■ REQUIRED WORK:
For this exercise, restate the records word for word.

● ● ● ● ● ● ●

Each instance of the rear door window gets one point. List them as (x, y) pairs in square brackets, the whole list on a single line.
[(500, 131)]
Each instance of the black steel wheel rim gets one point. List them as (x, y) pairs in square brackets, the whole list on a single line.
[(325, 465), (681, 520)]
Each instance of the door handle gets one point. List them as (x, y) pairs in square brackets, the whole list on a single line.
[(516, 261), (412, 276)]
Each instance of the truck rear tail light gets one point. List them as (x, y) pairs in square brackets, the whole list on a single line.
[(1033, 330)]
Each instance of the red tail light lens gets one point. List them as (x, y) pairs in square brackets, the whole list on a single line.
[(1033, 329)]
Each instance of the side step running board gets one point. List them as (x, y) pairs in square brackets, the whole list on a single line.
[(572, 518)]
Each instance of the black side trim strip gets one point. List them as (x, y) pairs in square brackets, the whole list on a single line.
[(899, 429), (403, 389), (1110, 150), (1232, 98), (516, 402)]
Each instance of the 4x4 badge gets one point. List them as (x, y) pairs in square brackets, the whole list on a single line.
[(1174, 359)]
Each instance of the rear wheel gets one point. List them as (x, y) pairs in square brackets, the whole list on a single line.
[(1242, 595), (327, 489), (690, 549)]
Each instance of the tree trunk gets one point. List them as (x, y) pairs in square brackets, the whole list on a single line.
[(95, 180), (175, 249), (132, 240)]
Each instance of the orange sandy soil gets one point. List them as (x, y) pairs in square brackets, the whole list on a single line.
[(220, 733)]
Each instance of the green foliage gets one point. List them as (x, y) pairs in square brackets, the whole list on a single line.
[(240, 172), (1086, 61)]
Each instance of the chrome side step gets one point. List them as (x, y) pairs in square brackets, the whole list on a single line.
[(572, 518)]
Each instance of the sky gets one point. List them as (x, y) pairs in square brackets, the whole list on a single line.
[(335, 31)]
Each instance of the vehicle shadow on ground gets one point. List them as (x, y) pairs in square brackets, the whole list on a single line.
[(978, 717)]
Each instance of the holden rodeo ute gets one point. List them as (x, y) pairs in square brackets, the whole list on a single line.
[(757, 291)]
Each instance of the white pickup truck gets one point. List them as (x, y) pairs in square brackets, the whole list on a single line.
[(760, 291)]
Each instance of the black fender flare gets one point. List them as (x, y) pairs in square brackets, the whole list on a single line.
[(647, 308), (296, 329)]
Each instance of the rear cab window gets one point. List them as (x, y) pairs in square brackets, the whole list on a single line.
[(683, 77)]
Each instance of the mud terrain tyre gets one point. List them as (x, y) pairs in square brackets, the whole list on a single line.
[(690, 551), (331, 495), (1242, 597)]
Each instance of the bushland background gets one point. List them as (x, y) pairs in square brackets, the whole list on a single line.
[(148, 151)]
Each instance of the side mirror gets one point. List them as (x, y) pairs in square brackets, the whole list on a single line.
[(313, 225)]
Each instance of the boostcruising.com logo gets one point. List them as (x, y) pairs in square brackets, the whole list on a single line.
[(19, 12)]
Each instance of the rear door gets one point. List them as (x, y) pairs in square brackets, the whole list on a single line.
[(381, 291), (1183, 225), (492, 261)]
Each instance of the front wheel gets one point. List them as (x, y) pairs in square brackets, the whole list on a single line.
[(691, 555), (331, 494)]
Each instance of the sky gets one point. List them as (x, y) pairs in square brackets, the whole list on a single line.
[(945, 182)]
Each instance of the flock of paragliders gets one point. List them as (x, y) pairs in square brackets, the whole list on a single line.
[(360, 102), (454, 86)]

● ● ● ● ● ● ●

■ TASK RESPONSE:
Each instance of the rear door window gets one point. List them as (x, y) pairs in square brackets, the whole list on a single line.
[(500, 131)]
Each instance of the black steel wheel rim gets one point. List them as (x, y) pairs in square brackets, the whole list on a single line.
[(325, 465), (681, 520)]
Each instance of the door handle gets one point. List them as (x, y) pairs in square brackets, the whole list on a single line.
[(516, 261), (412, 276)]
Each instance of the truck rear tail light gets one point. List them as (x, y) pairs in square brackets, the whole list on a single line.
[(1033, 330)]
Each instance of the red tail light lens gets one point. List them as (x, y) pairs in square brackets, the whole list on a single line.
[(1033, 329)]
Each instance of the side step running board gets one point. List them as (x, y) pairs in square brackets, the whole list on a single line.
[(572, 518)]
Each instance of the black side trim strip gets one point. List them as (x, y) pairs in square brackets, the whole list on a single line.
[(899, 429), (403, 389), (1110, 150), (1232, 98), (516, 402)]
Each instance of the 4x4 badge gets one point. List them as (x, y) pairs in square brackets, the whole list on a single line.
[(1174, 359)]
Each instance of the rear wheel gets one point. List them as (x, y) pairs in square brackets, the whole list on a single line.
[(1242, 595), (327, 489), (690, 549)]
Each instance of the tree trunk gets one point. List them as (x, y) pairs in square brackets, the whole list on a single line.
[(95, 180), (175, 249), (132, 240)]
Each instance of the orange sandy soil gets one point. List them as (x, y) pairs in square brackets, the whole list on a single line.
[(220, 733)]
Each instance of the green foliage gets one point. List them as (x, y) pairs in square brackets, the whole list on a single line.
[(240, 172), (1086, 61)]
Each instance of the chrome side step gets one point. List them as (x, y) pairs in square brackets, the whole list on a single line.
[(572, 518)]
Each instance of the sky gets one point. List them as (x, y) pairs in square brackets, the whole list on a single line.
[(335, 31)]
Each instance of the vehicle shadow on ground gets one point. List them as (x, y) pairs in square brackets, the whole list on a single line.
[(978, 717)]
Each instance of the holden rodeo ute gets one point. List them as (x, y) pairs in square brackets, the whole list on a single line.
[(757, 291)]
Each instance of the white pickup truck gets one point. List them as (x, y) pairs in square brackets, the whole list on a single line.
[(760, 291)]
Each instance of the black fender flare gets one point. List them as (x, y) pairs in square brackets, the whole list on a single line.
[(647, 308), (296, 329)]
Each instance of the rear cab window gets one point. List them as (x, y) pairs in square brackets, the whole list on a single line.
[(683, 77)]
Each instance of the mud terrain tyre gets one point. List them as (x, y) pairs in square brackets, the whole list on a single line.
[(690, 551), (331, 495), (1242, 597)]
Each instance of the bushland background gets one point. List them as (x, y) pairs in square brackets, the whole list on a single line.
[(148, 151)]
Each instance of the side mirror gets one point. List them as (x, y) pairs in square brackets, the whole list on a single line.
[(313, 225)]
Each instance of the boostcruising.com logo gets one point. List them as (x, y) pairs in square brackets, the whole list on a single line.
[(19, 12)]
Each instance of the rear door gets one point. List them as (x, y) pairs in square brackets, the whole list on a single line.
[(381, 291), (1183, 225), (492, 261)]
Each instance of the front wheel gets one point. List them as (x, y) pairs in square brackets, the whole list on a single line.
[(691, 555), (331, 494)]
Each instance of the sky gets one point. List them as (x, y) pairs in square brackets, the whole list on a single line.
[(945, 182)]
Each instance of the flock of paragliders gets one point. List them as (x, y) pairs in square brackets, the whole list on a single line.
[(360, 102), (454, 86)]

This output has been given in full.